— TO BE DONE —
List each line in the items below that contains the string "range", copying every such line in full.

— MATERIAL FOR THIS EXERCISE —

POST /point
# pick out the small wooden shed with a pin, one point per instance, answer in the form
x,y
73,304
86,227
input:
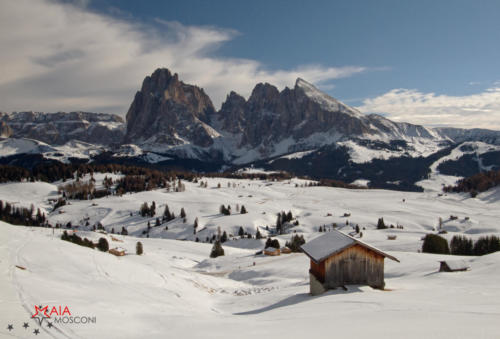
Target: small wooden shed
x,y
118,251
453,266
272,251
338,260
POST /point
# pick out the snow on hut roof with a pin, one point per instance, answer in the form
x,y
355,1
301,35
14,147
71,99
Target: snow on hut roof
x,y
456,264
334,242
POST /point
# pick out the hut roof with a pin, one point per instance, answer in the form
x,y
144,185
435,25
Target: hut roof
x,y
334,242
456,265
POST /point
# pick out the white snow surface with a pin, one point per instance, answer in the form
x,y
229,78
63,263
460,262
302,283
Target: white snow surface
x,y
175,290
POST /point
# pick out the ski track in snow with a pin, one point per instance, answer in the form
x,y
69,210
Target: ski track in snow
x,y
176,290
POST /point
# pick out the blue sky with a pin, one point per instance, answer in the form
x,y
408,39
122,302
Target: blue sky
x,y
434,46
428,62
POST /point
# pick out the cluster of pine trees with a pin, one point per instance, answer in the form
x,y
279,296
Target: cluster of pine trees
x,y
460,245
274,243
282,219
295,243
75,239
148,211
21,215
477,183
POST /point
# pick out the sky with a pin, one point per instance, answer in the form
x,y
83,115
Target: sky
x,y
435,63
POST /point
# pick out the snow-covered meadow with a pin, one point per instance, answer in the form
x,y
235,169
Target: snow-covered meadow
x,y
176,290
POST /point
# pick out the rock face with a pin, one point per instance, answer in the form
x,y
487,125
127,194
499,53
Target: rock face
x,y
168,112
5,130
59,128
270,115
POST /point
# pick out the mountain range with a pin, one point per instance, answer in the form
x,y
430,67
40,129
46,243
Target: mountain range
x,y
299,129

==

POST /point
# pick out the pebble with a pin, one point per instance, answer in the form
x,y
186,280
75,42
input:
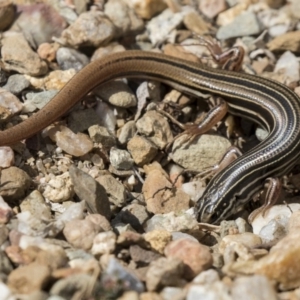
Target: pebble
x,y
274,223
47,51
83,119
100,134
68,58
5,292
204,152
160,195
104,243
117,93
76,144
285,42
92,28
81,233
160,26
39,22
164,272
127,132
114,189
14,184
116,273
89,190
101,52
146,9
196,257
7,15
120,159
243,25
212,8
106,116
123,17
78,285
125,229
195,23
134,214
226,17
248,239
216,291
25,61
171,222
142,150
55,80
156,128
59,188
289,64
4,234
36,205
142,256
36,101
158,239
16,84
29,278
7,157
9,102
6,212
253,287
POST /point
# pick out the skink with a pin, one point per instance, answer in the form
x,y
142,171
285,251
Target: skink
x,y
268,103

--

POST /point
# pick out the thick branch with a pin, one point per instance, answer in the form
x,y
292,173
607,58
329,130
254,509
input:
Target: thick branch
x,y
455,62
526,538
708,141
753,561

— RESULT OF THE TASK —
# pick out the mountain range with a pin, one point per instance, answer in the form
Target: mountain range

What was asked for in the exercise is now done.